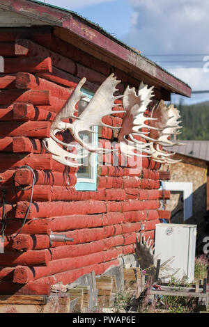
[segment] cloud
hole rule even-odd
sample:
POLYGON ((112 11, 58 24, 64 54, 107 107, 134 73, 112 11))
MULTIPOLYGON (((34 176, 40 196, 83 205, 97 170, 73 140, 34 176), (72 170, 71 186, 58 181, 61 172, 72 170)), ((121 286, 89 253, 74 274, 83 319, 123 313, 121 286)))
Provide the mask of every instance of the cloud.
POLYGON ((126 35, 144 54, 209 54, 208 0, 129 0, 133 9, 126 35))
MULTIPOLYGON (((59 6, 68 10, 77 10, 80 8, 87 7, 88 6, 96 5, 104 2, 111 2, 114 0, 46 0, 45 3, 54 6, 59 6)), ((42 1, 42 2, 44 2, 42 1)))
MULTIPOLYGON (((193 90, 208 89, 208 72, 203 70, 203 54, 209 56, 208 0, 129 0, 129 3, 133 13, 123 41, 187 83, 193 90), (179 54, 183 55, 171 56, 179 54), (185 56, 191 54, 201 55, 185 56), (150 56, 155 54, 170 56, 150 56)), ((206 60, 208 63, 209 57, 206 60)), ((196 97, 192 95, 192 98, 196 97)))

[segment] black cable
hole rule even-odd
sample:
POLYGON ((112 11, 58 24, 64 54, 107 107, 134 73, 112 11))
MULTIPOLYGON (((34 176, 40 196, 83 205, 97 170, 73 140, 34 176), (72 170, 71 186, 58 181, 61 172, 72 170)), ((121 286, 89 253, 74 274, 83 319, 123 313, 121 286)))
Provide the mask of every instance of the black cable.
MULTIPOLYGON (((36 175, 35 175, 35 173, 33 171, 33 170, 31 168, 31 167, 30 167, 29 166, 22 166, 21 167, 20 167, 19 169, 22 169, 22 168, 28 168, 29 169, 29 170, 31 170, 31 172, 33 174, 33 181, 32 181, 32 185, 31 186, 29 186, 28 188, 22 188, 20 187, 20 189, 22 190, 22 191, 26 191, 26 190, 29 190, 31 189, 31 198, 30 198, 30 202, 29 202, 29 207, 27 209, 27 211, 26 212, 26 214, 25 214, 25 216, 24 216, 24 221, 22 222, 22 226, 20 229, 20 230, 15 234, 15 235, 13 235, 13 234, 4 234, 4 231, 5 231, 5 229, 6 228, 6 216, 5 216, 5 205, 6 205, 6 200, 5 200, 5 194, 4 194, 4 196, 2 195, 3 196, 3 213, 2 213, 2 221, 1 221, 1 224, 3 225, 2 226, 2 228, 1 230, 1 232, 2 232, 3 231, 3 234, 2 234, 2 236, 4 237, 4 236, 6 236, 6 237, 10 237, 11 238, 15 238, 22 231, 25 223, 26 223, 26 221, 27 219, 27 216, 29 215, 29 211, 31 209, 31 204, 32 204, 32 200, 33 200, 33 188, 34 188, 34 185, 36 184, 36 175)), ((15 193, 15 188, 14 188, 14 181, 15 181, 15 173, 13 175, 13 178, 12 178, 12 188, 13 188, 13 191, 14 193, 15 193)))

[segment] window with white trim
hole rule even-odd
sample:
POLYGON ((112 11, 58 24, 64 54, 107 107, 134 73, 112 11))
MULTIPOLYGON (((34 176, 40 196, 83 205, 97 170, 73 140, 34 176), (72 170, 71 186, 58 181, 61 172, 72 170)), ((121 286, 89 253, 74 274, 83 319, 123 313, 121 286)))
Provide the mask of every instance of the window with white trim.
MULTIPOLYGON (((86 97, 81 99, 78 104, 79 115, 84 110, 93 96, 93 93, 91 91, 83 88, 82 88, 82 91, 86 95, 86 97)), ((98 147, 98 127, 93 126, 91 129, 95 133, 84 131, 79 133, 79 136, 85 143, 90 143, 93 147, 98 147)), ((82 154, 83 152, 85 153, 86 150, 79 145, 78 145, 77 147, 81 154, 82 154)), ((89 152, 88 155, 82 159, 80 162, 82 166, 79 168, 77 173, 75 189, 77 191, 96 191, 98 154, 93 152, 89 152)))

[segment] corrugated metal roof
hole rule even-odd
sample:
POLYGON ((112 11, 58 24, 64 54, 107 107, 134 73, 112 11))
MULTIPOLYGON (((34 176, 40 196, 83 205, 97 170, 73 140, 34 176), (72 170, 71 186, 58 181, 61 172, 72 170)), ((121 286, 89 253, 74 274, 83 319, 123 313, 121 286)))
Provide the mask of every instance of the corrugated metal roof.
POLYGON ((169 151, 209 161, 209 141, 179 141, 184 145, 167 147, 169 151))

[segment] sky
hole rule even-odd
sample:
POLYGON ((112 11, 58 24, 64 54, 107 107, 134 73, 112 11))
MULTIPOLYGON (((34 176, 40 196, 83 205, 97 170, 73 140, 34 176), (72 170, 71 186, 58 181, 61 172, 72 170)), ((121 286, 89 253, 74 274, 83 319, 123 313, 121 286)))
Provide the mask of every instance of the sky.
MULTIPOLYGON (((208 0, 43 0, 77 12, 188 83, 209 90, 208 0)), ((180 97, 172 96, 178 102, 180 97)), ((209 100, 192 95, 185 104, 209 100)))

▶ [Aim]:
Find every line in the rows above that contains the word "window" and copy each one out.

▶ [Full output]:
[segment] window with white trim
Provide the mask of every instance of the window with white trim.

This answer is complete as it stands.